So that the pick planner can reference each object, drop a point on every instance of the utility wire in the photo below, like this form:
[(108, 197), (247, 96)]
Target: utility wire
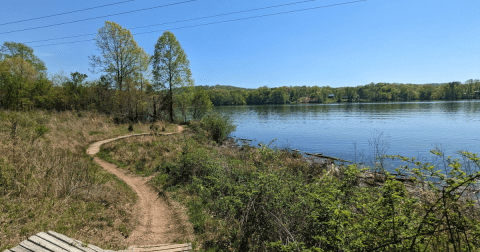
[(64, 13), (220, 22), (116, 14), (180, 21)]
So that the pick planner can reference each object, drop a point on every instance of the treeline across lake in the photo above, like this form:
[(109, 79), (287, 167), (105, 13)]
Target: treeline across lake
[(373, 92), (136, 92)]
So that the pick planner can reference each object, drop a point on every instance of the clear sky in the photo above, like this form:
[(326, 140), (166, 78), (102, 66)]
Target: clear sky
[(403, 41)]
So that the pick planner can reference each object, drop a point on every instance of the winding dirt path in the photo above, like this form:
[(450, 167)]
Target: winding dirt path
[(158, 221)]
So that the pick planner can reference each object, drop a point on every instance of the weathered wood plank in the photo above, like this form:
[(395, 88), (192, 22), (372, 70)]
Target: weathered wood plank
[(33, 247), (92, 247), (58, 242), (48, 245), (20, 249), (72, 242)]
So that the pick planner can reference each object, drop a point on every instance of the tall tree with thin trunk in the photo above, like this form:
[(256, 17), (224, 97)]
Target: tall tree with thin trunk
[(171, 68), (12, 49), (120, 56)]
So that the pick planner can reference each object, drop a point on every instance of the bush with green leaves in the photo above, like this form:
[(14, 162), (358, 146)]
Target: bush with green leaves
[(218, 126)]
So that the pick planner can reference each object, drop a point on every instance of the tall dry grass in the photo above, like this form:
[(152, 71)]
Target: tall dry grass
[(47, 182)]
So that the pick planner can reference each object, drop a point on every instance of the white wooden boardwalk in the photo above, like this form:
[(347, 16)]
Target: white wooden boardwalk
[(55, 242)]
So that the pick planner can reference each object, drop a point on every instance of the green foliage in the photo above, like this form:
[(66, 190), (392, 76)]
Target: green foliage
[(171, 68), (201, 103), (12, 49), (218, 126), (120, 56)]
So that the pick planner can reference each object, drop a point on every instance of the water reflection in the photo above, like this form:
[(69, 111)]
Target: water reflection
[(411, 128)]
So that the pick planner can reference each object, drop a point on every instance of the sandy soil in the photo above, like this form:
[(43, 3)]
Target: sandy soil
[(159, 220)]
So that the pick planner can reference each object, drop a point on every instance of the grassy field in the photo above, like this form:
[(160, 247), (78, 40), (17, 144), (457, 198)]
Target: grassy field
[(48, 182), (263, 199)]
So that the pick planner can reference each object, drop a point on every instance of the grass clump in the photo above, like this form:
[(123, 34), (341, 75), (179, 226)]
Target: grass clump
[(262, 199), (47, 182)]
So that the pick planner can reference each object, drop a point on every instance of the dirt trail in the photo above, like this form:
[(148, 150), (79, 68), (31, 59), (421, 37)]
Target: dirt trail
[(159, 223)]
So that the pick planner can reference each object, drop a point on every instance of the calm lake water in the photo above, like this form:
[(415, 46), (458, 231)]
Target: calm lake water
[(347, 131)]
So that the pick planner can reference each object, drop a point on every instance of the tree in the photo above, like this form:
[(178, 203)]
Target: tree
[(171, 68), (11, 50), (120, 56), (201, 103), (17, 78)]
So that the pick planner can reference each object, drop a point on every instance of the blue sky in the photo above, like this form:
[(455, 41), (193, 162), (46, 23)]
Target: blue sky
[(403, 41)]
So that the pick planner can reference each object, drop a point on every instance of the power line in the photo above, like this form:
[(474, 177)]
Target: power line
[(220, 22), (82, 20), (184, 20), (64, 13)]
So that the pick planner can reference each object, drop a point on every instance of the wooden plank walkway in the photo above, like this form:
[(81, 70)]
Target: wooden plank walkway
[(55, 242)]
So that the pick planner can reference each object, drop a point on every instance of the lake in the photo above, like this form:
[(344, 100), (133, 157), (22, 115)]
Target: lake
[(349, 130)]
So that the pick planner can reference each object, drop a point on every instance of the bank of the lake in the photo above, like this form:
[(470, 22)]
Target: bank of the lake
[(263, 199), (348, 130)]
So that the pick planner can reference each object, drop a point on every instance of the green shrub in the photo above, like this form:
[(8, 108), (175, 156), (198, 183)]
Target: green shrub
[(218, 126)]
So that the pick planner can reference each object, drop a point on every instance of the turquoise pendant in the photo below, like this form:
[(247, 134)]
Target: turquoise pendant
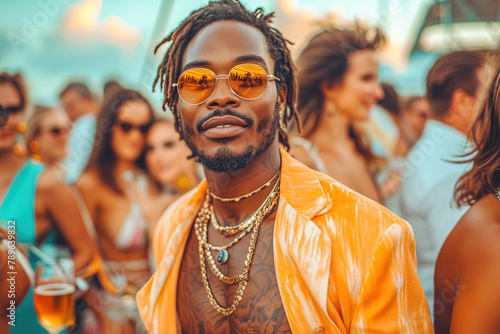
[(223, 256)]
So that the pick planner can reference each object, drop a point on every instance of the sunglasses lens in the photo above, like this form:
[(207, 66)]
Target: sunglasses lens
[(4, 117), (126, 127), (248, 81), (195, 86)]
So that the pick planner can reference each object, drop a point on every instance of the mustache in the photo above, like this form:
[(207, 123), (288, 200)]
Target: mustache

----

Верните весь список выше дословно, строка за строкой. Изображения в ответ не включайте.

So that the pick planner can reference each object, drop a point on every instance of the utility wire in the photo below, like this form:
[(108, 197), (247, 96)]
Target: utility wire
[(64, 13), (220, 22), (116, 14), (180, 21)]
So that the pick planner can reference each object, drop a point on every instance of the treeline across lake in the photo above, like this form:
[(109, 79), (287, 167), (105, 13)]
Target: treeline across lake
[(373, 92), (136, 92)]
So that the pick planner can reference each object, drop a point on every instance of the clear sky in the photo above, like this form:
[(326, 140), (166, 78), (102, 66)]
Target: clear sky
[(403, 41)]
So that the pick planner can reference each object, drop a point on every instance of the winding dirt path in the photo above, like this form:
[(450, 167)]
Target: winding dirt path
[(158, 221)]
So that the pick planner can reference each object, drop a point on every instance of the weathered wood plank in the photo above, like this form:
[(395, 88), (192, 22), (372, 70)]
Target: weathered wood plank
[(33, 247), (92, 247), (58, 242), (48, 245), (20, 249), (72, 242)]
So that the pick planner can reference each object, drop a point on every instance of the tall tree with thin trunk in the photo above, like this form:
[(256, 17), (224, 97)]
Target: tall tree with thin trunk
[(171, 68), (12, 49), (120, 56)]
So that the pick planner can reference each object, drop a point on every instance of the bush with green leaves in the photo above, like this form:
[(14, 162), (358, 146)]
Target: bush with green leaves
[(218, 126)]
So that the pick planner can reference each object, drop a point on every instance of the tall dry grass in the photo above, like this form:
[(152, 71)]
Target: tall dry grass
[(47, 182)]
So that the pick planner can reference each object, drop a point on every instance of the white wooden boardwalk in the photo above, like this form:
[(347, 16)]
Target: white wooden boardwalk
[(55, 242)]
So that the pick planner can reference each object, drop a point on every instance of the green foliage in the photo above, like this form:
[(66, 190), (392, 76)]
Target: green foliage
[(171, 68), (201, 103), (12, 49), (218, 126), (120, 56)]
So that the pick planner can reference each object, drop a point on every instance of the water reflection in the photo above, like this form:
[(69, 111)]
Target: water reflection
[(411, 128)]
So that the pick planner can reference each object, drop a point on every instance of the sandy soil in the photo above, like this form:
[(43, 3)]
Target: sandy soil
[(159, 220)]
So that the pick planner can reference each object, drop a point on every instance of the grassy field in the photo above, like this form:
[(160, 247), (78, 40), (17, 144), (457, 198)]
Target: grassy field
[(48, 182), (263, 199)]
So that the pick planner can reference each object, drop a point on every instance of the grass clump in the photo above, like this form:
[(123, 34), (341, 75), (179, 226)]
Target: grass clump
[(262, 199), (47, 182)]
So that the pick planner can reference each object, drop a point on every instance of the dirt trail in the photo above, like this form:
[(148, 150), (79, 68), (31, 59), (421, 37)]
Target: dirt trail
[(159, 223)]
So that the pick planner can reference each object, drop a point on every instance of the calm lake water in the photo above, like this form:
[(415, 46), (458, 231)]
Target: calm lake water
[(347, 131)]
So that the pick planner can reference each object, drop a point on every instance of the tree in the photo above, like this form:
[(178, 203)]
Target: tree
[(171, 68), (11, 50), (120, 56), (201, 103), (17, 78)]
So that the pick planner can reference each object, drop a point on every instance of the blue sky in the photo above, like this form:
[(455, 41), (193, 162), (46, 23)]
Target: blue sky
[(403, 41)]
So that the pick planner can reference each object, drop a point on every instance of the power line in the photo above, like this form:
[(474, 177)]
Target: power line
[(220, 22), (82, 20), (184, 20), (64, 13)]
So that the pick planner can reference each object, drop a point on every instance of the wooden plank walkway in the photo above, like this form:
[(81, 70)]
Target: wooden plank walkway
[(55, 242)]
So that the pick planner can reference each object, drop a point on every instance of the lake in the photo above, like this form:
[(344, 100), (133, 157), (22, 115)]
Target: lake
[(349, 130)]
So that the pick planner can reference each object, drop a point on every instance of the bank of the lake in the photo above, like this form:
[(470, 22)]
Target: bank of the lake
[(263, 199), (348, 130)]
So that the pick planner can reference each object, drop a point on every instance of the green shrub in the photo above, like this form:
[(8, 108), (175, 156), (198, 183)]
Target: green shrub
[(218, 126)]
So that the pick planner can reference each object, drop a point on every instance of the turquoise pendant in the photo below, like this form:
[(247, 134)]
Target: turquoise pendant
[(223, 256)]
So that the pick planner can reference each object, drop a point on every instance of the sunglasses lens in the photo above, like this form:
[(207, 66)]
Target: sunglasses lens
[(4, 117), (126, 127), (248, 81), (195, 86)]
So that the pick planner can reference each object, drop a point on every instance of the mustache in the photo above, like this form:
[(207, 123), (288, 200)]
Target: mustache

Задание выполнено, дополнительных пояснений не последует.